## [Short problem]
Count the lines of the data below that contain the string "blue", matching case exactly. Reply with the number alone.

## [Items listed in a dataset]
________________________________________

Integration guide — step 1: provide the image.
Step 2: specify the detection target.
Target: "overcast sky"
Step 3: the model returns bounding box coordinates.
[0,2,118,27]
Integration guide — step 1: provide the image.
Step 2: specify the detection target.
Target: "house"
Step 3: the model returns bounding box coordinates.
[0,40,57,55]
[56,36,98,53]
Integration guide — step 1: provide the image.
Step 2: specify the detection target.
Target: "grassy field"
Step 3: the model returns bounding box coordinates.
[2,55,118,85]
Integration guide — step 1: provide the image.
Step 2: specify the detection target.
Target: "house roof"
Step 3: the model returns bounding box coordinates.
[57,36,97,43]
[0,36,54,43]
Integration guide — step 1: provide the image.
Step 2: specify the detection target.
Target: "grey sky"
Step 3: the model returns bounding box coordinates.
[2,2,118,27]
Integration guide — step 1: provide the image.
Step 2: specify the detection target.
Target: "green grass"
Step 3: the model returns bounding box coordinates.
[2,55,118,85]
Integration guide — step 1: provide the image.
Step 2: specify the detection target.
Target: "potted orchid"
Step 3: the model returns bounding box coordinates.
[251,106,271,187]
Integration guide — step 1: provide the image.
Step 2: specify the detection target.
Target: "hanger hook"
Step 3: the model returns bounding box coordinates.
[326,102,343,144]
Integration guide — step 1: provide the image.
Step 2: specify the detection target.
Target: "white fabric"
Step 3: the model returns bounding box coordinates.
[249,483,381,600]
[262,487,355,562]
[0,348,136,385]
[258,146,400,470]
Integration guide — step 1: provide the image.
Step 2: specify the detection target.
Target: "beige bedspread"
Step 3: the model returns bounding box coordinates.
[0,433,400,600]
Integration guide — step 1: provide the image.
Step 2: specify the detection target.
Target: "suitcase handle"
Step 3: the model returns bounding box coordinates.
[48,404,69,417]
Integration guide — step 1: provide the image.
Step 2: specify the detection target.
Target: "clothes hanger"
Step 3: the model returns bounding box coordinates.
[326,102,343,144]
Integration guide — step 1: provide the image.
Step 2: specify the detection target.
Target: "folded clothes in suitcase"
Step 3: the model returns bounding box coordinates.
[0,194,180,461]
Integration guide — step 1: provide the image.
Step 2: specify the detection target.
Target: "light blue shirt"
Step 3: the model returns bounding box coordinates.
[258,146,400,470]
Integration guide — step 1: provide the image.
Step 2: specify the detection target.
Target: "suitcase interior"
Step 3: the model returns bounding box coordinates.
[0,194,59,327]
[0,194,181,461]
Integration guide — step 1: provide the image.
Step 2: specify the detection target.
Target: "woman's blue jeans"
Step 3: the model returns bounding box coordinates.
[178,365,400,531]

________________________________________

## [Correct answer]
2